Exercise data -
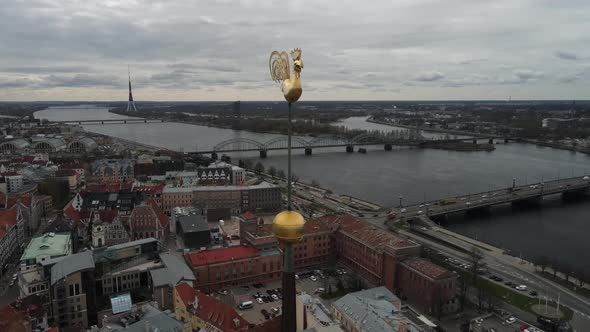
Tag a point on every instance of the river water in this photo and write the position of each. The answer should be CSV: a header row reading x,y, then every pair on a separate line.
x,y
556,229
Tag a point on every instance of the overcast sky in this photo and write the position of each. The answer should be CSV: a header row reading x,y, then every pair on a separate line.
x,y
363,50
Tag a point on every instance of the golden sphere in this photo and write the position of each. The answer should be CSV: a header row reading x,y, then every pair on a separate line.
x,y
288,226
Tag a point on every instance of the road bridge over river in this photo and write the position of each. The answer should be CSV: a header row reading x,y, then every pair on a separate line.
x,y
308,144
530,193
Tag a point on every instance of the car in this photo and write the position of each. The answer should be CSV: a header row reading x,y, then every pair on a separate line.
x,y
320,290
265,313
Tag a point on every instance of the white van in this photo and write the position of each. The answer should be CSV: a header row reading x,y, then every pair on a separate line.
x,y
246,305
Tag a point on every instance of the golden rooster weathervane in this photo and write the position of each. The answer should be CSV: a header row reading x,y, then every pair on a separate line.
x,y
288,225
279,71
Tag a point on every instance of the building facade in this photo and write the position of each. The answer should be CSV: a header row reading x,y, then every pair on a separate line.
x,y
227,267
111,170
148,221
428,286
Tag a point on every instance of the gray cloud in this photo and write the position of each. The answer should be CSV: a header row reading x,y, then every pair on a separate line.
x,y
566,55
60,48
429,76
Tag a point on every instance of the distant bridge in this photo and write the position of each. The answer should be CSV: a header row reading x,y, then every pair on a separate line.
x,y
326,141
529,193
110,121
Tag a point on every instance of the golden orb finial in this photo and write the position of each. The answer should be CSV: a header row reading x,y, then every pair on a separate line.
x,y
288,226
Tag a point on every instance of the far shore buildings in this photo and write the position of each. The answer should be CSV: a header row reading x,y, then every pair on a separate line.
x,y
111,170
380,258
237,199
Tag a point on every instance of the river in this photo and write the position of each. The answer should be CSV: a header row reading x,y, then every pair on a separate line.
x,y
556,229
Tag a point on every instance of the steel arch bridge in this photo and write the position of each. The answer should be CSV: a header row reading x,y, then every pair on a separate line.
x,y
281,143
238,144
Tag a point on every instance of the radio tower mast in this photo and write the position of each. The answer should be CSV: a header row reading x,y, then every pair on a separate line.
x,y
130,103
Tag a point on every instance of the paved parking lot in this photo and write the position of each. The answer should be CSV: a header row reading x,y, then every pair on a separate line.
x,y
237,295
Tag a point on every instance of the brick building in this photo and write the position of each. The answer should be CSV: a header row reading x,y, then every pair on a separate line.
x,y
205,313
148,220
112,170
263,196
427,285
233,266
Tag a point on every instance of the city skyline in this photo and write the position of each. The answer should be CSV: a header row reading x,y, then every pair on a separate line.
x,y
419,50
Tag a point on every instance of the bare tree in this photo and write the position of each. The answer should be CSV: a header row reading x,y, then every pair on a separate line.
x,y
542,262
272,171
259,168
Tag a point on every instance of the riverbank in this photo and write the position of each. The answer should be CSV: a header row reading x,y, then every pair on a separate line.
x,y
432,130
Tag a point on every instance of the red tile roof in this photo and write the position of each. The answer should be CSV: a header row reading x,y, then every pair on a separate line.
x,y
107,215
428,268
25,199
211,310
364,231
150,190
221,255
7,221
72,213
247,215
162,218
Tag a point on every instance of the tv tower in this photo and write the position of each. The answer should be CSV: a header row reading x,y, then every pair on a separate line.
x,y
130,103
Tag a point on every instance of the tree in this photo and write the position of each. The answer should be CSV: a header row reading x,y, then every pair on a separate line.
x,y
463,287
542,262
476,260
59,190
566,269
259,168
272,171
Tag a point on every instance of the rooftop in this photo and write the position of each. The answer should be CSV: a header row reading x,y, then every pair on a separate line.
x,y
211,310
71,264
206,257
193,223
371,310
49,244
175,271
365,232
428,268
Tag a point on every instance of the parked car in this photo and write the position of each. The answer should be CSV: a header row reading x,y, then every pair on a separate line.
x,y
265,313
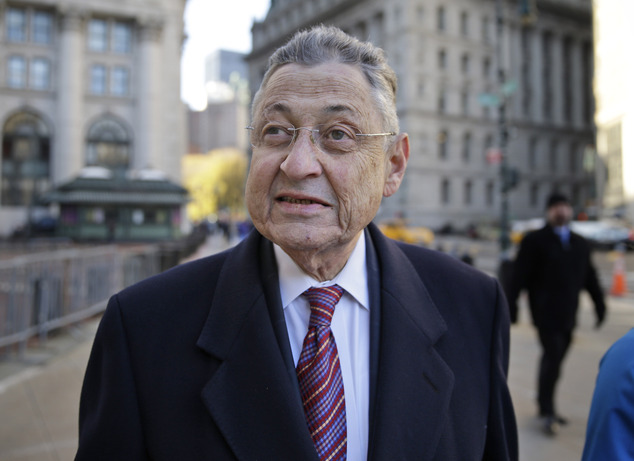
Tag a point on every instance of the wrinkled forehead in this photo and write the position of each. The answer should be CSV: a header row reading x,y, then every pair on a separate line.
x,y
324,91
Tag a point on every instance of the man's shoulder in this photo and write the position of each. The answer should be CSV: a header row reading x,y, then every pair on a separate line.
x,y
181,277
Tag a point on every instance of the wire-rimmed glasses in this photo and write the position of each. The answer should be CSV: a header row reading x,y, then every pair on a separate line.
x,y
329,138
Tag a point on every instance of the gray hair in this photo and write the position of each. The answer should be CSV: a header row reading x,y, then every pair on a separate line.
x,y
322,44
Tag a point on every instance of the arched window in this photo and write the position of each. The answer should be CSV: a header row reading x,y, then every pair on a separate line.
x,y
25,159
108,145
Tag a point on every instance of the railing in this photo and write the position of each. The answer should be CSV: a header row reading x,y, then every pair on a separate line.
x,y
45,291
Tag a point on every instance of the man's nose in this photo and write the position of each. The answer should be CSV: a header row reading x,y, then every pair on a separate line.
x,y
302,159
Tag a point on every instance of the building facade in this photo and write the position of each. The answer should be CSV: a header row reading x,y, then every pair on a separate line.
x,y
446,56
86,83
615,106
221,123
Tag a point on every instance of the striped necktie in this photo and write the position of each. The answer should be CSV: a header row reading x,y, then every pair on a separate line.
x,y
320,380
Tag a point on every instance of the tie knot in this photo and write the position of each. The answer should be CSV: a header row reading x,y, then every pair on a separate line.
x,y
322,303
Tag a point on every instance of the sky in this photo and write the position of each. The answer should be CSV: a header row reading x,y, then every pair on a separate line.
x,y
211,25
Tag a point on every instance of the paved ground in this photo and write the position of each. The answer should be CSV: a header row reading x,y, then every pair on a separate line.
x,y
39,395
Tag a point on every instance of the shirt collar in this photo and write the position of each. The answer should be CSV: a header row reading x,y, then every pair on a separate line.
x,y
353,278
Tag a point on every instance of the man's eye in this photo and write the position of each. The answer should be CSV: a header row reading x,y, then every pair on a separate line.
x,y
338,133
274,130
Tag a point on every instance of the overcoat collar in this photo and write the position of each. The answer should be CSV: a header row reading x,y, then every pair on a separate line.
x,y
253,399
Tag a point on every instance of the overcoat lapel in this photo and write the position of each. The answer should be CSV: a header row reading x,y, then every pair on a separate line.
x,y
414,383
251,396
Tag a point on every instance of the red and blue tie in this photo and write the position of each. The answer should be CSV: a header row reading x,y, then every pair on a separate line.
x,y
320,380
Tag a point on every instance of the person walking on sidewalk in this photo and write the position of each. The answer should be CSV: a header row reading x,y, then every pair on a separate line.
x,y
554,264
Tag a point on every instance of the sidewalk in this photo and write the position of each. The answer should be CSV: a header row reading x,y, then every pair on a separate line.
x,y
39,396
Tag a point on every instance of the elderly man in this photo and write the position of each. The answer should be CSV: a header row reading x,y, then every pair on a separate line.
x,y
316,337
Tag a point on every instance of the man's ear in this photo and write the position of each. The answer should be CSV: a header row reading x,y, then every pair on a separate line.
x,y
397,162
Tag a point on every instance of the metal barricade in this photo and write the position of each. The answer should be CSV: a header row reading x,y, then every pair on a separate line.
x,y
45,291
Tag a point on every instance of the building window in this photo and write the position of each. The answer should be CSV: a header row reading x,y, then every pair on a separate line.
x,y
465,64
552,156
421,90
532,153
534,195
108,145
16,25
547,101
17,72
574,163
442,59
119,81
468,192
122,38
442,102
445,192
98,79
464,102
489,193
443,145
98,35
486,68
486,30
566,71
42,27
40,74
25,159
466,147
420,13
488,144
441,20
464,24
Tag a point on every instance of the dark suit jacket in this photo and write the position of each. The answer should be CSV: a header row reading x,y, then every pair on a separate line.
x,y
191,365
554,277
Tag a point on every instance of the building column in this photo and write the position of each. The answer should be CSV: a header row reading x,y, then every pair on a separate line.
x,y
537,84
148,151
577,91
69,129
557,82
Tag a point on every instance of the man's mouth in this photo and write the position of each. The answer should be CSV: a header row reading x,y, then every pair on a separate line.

* * *

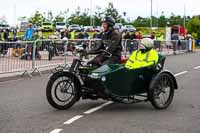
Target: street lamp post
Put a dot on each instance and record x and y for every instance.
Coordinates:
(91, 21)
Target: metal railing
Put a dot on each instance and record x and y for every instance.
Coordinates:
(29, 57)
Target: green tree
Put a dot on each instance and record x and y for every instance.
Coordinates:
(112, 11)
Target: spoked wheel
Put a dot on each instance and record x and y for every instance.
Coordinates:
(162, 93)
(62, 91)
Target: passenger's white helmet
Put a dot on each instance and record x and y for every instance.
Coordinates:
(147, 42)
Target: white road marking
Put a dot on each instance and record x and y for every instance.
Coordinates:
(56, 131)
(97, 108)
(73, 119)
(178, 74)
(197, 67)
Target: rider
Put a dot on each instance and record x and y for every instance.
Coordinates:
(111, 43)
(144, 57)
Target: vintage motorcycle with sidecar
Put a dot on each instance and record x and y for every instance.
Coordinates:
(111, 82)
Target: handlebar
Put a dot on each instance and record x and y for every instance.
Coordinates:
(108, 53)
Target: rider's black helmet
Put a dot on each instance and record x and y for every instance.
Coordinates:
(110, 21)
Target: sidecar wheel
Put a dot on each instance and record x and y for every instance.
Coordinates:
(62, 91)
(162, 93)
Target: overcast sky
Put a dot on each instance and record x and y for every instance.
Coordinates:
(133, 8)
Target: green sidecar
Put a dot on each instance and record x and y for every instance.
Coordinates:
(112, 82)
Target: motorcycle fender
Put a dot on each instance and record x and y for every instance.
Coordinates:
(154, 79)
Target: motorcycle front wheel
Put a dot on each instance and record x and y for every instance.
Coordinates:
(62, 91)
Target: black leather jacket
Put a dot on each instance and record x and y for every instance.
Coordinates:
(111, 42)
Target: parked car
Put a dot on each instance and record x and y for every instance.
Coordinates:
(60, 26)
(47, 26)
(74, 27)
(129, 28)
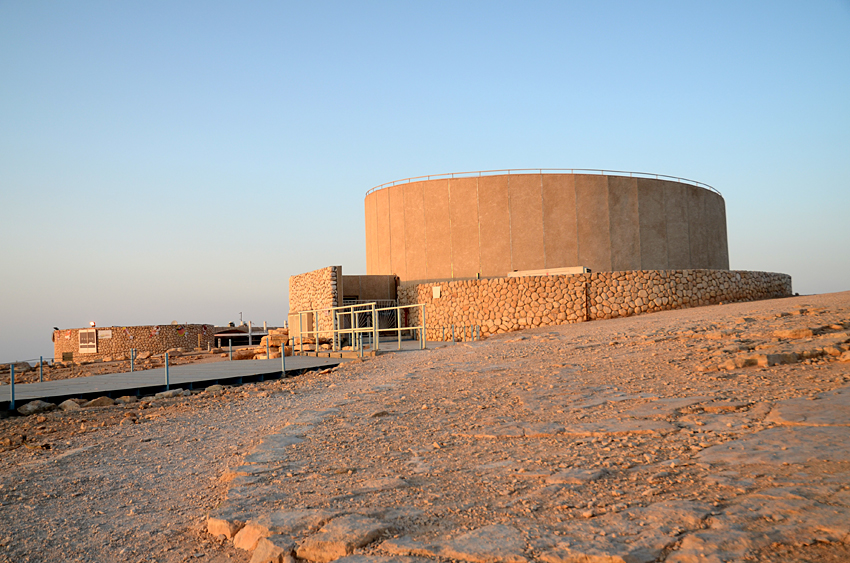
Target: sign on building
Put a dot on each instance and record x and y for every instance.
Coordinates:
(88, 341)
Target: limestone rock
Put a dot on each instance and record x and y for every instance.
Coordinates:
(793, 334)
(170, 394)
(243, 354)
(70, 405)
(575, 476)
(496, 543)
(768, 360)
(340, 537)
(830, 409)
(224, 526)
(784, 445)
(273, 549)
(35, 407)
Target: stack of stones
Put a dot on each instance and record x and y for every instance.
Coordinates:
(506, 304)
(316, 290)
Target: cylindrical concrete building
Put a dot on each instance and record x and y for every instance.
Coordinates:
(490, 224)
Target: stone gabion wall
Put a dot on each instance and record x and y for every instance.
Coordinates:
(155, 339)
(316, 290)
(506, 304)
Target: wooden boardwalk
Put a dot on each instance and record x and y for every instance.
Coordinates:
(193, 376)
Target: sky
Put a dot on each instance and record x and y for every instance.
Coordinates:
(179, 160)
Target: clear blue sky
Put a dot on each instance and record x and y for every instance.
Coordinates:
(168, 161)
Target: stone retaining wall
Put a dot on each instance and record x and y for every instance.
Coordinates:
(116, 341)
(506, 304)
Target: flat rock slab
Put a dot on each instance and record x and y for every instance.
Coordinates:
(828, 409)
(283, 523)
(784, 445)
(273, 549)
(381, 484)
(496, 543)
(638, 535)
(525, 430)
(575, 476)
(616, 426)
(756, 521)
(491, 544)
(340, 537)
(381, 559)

What to do -
How many of the lines in the records include the word "sidecar"? Only the number should be given.

Solved exercise -
3